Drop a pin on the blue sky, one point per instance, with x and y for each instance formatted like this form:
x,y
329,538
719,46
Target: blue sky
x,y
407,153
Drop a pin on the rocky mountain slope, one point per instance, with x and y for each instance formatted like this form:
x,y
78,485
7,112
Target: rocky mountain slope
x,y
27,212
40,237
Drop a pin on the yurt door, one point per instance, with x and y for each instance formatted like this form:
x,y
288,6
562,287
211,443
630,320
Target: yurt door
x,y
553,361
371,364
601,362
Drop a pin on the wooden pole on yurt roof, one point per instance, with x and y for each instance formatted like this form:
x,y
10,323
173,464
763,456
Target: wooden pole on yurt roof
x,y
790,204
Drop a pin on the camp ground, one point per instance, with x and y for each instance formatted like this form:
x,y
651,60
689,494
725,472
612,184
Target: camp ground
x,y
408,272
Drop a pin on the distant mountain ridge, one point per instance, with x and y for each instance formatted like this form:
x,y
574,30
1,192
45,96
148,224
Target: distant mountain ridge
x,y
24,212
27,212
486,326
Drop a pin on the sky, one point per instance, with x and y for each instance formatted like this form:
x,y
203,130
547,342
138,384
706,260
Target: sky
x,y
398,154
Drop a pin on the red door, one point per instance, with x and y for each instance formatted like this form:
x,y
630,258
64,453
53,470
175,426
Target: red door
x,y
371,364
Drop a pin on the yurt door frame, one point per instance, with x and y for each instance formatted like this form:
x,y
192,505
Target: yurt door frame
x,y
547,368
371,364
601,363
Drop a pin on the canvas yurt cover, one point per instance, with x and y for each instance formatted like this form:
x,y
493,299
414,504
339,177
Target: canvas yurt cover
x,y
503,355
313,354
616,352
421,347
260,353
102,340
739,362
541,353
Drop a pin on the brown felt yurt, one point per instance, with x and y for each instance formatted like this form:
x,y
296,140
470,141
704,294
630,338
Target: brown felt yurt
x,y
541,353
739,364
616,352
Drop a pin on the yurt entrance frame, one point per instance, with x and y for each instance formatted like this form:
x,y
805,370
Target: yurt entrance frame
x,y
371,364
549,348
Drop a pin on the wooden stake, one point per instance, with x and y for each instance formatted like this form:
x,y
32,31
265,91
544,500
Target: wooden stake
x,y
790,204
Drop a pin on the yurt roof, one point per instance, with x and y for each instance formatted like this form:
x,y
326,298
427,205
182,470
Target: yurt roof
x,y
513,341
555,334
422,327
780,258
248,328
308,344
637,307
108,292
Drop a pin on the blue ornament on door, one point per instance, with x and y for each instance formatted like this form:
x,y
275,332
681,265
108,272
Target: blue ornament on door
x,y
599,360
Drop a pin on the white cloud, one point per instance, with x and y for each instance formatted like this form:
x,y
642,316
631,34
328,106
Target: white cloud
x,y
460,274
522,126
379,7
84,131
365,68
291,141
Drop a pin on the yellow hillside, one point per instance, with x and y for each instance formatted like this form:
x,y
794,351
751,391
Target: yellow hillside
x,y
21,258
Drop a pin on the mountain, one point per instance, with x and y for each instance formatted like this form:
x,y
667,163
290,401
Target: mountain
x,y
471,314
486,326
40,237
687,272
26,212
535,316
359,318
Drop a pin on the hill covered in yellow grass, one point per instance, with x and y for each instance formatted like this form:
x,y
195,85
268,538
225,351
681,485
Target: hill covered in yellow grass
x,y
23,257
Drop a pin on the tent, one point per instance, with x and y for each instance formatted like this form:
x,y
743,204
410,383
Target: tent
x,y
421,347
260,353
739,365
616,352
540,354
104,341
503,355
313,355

## [Required task]
Rewrite the records from the line containing "Drop a pin on the yellow" through the end of the records, inclusive, putting "marker" wherever "pin" appears and leaving everything else unchanged.

## [Result of this exercise]
Drop a marker on the yellow hillside, one point per instance, with x and y for each instance formatted like this form:
x,y
794,351
751,391
Target: yellow hillside
x,y
21,258
Drop a marker on the mountain, one point per instance, with x and y for each instance formatted like this form:
x,y
667,163
290,401
Target: mountain
x,y
471,314
486,326
40,237
687,272
26,212
535,316
359,318
Drop a marker on the hill covered in yellow grass, one point per instance, with x and y for each instance formatted like this form:
x,y
195,85
268,538
225,351
681,485
Target: hill covered in yellow grass
x,y
23,257
Drop a marker on the tent, one point per instance, with x and y for each instance formatted like this form:
x,y
743,204
410,383
Target: tent
x,y
421,347
260,353
739,365
616,352
540,354
104,341
503,355
313,355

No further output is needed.